● **Items from a dataset**

-- START --

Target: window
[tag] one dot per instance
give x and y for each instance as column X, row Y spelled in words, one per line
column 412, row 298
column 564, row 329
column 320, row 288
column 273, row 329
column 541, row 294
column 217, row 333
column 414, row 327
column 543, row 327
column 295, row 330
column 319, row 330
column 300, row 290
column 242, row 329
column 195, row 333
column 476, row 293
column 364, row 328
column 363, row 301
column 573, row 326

-- END --

● **Work to be completed**
Put all of these lines into a Markdown table with two columns, Row and Line. Number each row and leave out any blank lines.

● **Answer to this task**
| Row | Line |
|---|---|
| 1 | Target: window |
| 2 | [tag] one dot per instance |
| 3 | give x and y for each instance as column X, row Y spelled in words, one per line |
| 4 | column 412, row 298 |
| 5 | column 564, row 329 |
| 6 | column 320, row 288 |
| 7 | column 273, row 329 |
| 8 | column 541, row 294 |
| 9 | column 217, row 333 |
| 10 | column 414, row 327 |
| 11 | column 543, row 327 |
| 12 | column 295, row 330 |
| 13 | column 319, row 330 |
| 14 | column 300, row 290 |
| 15 | column 242, row 329 |
| 16 | column 195, row 333 |
| 17 | column 476, row 293 |
| 18 | column 364, row 328 |
| 19 | column 363, row 301 |
| 20 | column 573, row 326 |